Pointing records for named objects
◇ ◇ ◇ ◇ ◇
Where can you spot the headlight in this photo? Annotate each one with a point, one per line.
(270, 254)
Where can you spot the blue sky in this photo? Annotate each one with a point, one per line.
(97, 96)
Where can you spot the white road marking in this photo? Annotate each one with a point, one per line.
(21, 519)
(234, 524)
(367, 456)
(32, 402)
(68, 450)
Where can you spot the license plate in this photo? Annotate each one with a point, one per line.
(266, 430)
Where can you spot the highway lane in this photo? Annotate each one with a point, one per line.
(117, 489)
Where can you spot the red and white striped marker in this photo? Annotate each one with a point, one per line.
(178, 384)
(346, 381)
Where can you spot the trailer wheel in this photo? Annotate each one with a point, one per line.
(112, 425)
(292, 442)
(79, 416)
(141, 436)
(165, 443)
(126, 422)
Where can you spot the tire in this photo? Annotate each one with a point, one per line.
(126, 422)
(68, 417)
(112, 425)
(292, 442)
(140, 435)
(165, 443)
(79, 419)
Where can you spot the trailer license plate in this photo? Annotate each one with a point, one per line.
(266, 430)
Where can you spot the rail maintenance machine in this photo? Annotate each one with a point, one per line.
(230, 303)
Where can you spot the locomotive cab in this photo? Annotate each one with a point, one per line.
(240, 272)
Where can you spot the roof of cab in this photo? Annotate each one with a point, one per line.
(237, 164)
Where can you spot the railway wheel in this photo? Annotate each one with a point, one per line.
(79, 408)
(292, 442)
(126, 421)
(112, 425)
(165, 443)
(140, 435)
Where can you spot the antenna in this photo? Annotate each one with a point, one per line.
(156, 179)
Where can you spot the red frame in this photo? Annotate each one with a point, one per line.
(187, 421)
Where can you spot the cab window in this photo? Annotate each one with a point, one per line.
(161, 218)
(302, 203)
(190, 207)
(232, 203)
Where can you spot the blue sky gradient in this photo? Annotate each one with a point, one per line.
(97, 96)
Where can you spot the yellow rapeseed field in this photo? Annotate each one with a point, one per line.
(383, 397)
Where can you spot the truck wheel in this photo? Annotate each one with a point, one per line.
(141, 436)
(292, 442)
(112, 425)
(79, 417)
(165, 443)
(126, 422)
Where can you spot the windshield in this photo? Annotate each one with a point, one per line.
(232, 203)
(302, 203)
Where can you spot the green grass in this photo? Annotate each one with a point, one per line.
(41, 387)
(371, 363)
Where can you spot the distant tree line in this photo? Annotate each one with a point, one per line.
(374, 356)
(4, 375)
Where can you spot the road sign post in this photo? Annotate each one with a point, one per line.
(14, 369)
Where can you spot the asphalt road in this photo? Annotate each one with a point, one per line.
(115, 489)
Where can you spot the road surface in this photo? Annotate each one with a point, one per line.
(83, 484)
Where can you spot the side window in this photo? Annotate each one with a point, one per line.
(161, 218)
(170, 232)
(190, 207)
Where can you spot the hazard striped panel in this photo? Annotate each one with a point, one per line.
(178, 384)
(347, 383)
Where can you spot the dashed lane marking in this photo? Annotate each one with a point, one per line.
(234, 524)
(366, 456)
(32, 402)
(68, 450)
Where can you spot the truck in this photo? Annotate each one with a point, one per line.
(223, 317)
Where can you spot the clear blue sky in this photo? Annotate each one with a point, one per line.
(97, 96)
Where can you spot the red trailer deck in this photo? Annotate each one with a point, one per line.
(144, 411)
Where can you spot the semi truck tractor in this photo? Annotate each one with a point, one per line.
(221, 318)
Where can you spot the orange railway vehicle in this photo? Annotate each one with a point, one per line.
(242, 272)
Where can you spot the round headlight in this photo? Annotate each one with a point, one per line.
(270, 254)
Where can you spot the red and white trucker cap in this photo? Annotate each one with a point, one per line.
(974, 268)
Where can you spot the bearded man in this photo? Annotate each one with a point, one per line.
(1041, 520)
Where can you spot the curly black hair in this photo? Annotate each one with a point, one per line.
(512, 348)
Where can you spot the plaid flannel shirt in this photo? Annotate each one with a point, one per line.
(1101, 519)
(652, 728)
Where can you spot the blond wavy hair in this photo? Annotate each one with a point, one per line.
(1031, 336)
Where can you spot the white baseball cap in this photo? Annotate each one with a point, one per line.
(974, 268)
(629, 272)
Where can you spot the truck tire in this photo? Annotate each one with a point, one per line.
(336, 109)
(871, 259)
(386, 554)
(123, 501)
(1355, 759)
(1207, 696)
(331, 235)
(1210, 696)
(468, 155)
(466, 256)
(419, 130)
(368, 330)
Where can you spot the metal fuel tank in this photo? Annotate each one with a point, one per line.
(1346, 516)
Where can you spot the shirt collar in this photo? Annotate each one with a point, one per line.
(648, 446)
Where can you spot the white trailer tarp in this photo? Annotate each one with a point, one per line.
◇ ◇ ◇ ◇ ◇
Copy out all the items above again, substituting "Mark" for every "Annotate" and leaving everything else unchanged.

→ The answer
Where can you spot the headlight in this photo? Mark each one with a point, one per line.
(270, 254)
Where can you spot the blue sky in this photo? Mark each one with a point, one per line.
(97, 96)
Where can you spot the white road marking in this photo? Mark each one with a point, one per line.
(21, 519)
(234, 524)
(367, 456)
(32, 402)
(68, 450)
Where can you spot the license plate in this photo? Mark each one with a point, one per line.
(266, 430)
Where can you spot the highway lane in this photo? Mark each one with a point, one per line.
(117, 489)
Where can you spot the red and white striped marker in this photo? Mark each one with a point, one per line.
(178, 384)
(346, 381)
Where can you spot the trailer wheel in this photo? Mark each one with a point, one per line.
(112, 425)
(292, 442)
(79, 416)
(141, 436)
(165, 443)
(126, 422)
Where can you spot the tire in this photo? Mark each one with a point, one per line.
(126, 422)
(68, 417)
(112, 425)
(292, 442)
(140, 435)
(165, 443)
(79, 419)
Where can you spot the trailer license plate in this photo? Mark each one with a point, one per line.
(266, 430)
Where can you spot the rail maintenance machine in this photo? Mark each one with a point, one per line.
(230, 303)
Where can you spot the locomotive cab in this photo? Mark each one with a point, one per line.
(240, 272)
Where can you spot the roof of cab in this photo? Mark each one with a point, one per line.
(237, 164)
Where can you spot the railway wheel in this photo? Mark each one with a point, one per line.
(79, 408)
(292, 442)
(126, 421)
(112, 425)
(165, 443)
(140, 435)
Where can you spot the antenna in this photo? Mark each one with a point, one per line.
(156, 179)
Where can you spot the red frame in this photo? Mark each one with a point, one per line.
(187, 421)
Where can you spot the cab window in this photo? Mark each one with a point, one per line.
(161, 218)
(302, 203)
(190, 207)
(232, 203)
Where can you spot the blue sky gradient in this photo? Mark each one with a point, one per line.
(97, 96)
Where can you spot the yellow rapeseed field in this photo? Mark each one with a point, one per line.
(383, 397)
Where can you spot the truck wheel in this photo? Mark each one with a point, one per line.
(141, 436)
(292, 442)
(112, 425)
(79, 417)
(165, 443)
(126, 422)
Where can you spot the windshield in this photo? Mark each one with a point, one per line.
(232, 203)
(302, 203)
Where can you spot the green grass in this photo? Mark each one with a point, one per line.
(41, 387)
(371, 363)
Where can you spot the distant tree line in this photo? Mark each one with a point, one per line.
(374, 356)
(4, 375)
Where can you spot the road sign post in this photo? Mark each one with a point, one per line.
(14, 369)
Where can you spot the asphalt road in this photo? Mark each one with a point, one per line.
(115, 489)
Where can you spot the road surface in this photo? Mark each one with a point, one per line.
(83, 484)
Where can you spot the side window in this photo? Mark each one with a point, one per line.
(161, 218)
(170, 232)
(190, 207)
Where can you spot the hazard striped panel in this photo? Mark each one with a point, one per line.
(178, 384)
(347, 383)
Where can you spot the dashed lane marking in this photo? Mark each one with a point, one per line.
(234, 524)
(366, 456)
(32, 402)
(68, 450)
Where can you spot the truck in this photo? Mark each one with a point, one per line.
(223, 317)
Where can you spot the clear blue sky in this photo? Mark each one with a point, one per line.
(97, 96)
Where can you spot the red trailer deck in this photo? Mark each one with a point, one per line.
(144, 411)
Where can you spot the semi truck tractor in this photo? Mark each one with a point, one per line.
(221, 318)
Where can you spot the orange railway vehicle in this photo? Mark each one with a point, one per line.
(242, 272)
Where can you spot the round headlight in this photo? Mark each one with a point, one per line.
(270, 254)
Where can you spot the red and white trucker cap in this photo? Mark each one with a point, one per line.
(974, 268)
Where can you spot the bearded man in this photo? Mark each one with a point, one per line.
(1041, 520)
Where can you spot the curly black hair in this photo? Mark each one with a point, one per line.
(512, 348)
Where can you spot the plaid flannel shirt in this photo? Mark each one with a point, one per line.
(1101, 519)
(652, 728)
Where can you spot the blond wavy hair in this photo? Mark each one with a point, one per line.
(1031, 336)
Where can you spot the white baseball cap in this photo? Mark each one with a point, one per line.
(974, 268)
(629, 272)
Where can you spot the truck tire in this photo? Mark each one with a point, one per line.
(336, 109)
(871, 259)
(386, 554)
(123, 501)
(1355, 759)
(1207, 696)
(331, 235)
(1210, 696)
(468, 155)
(466, 256)
(419, 130)
(368, 330)
Where can you spot the metal fuel tank in this photo? Mark each one with a point, one per line.
(1346, 516)
Where can you spot the shirt collar in this photo? Mark each one with a point, one per line.
(648, 446)
Where can you spot the white trailer tarp in this photo? Mark each one with a point, one per line.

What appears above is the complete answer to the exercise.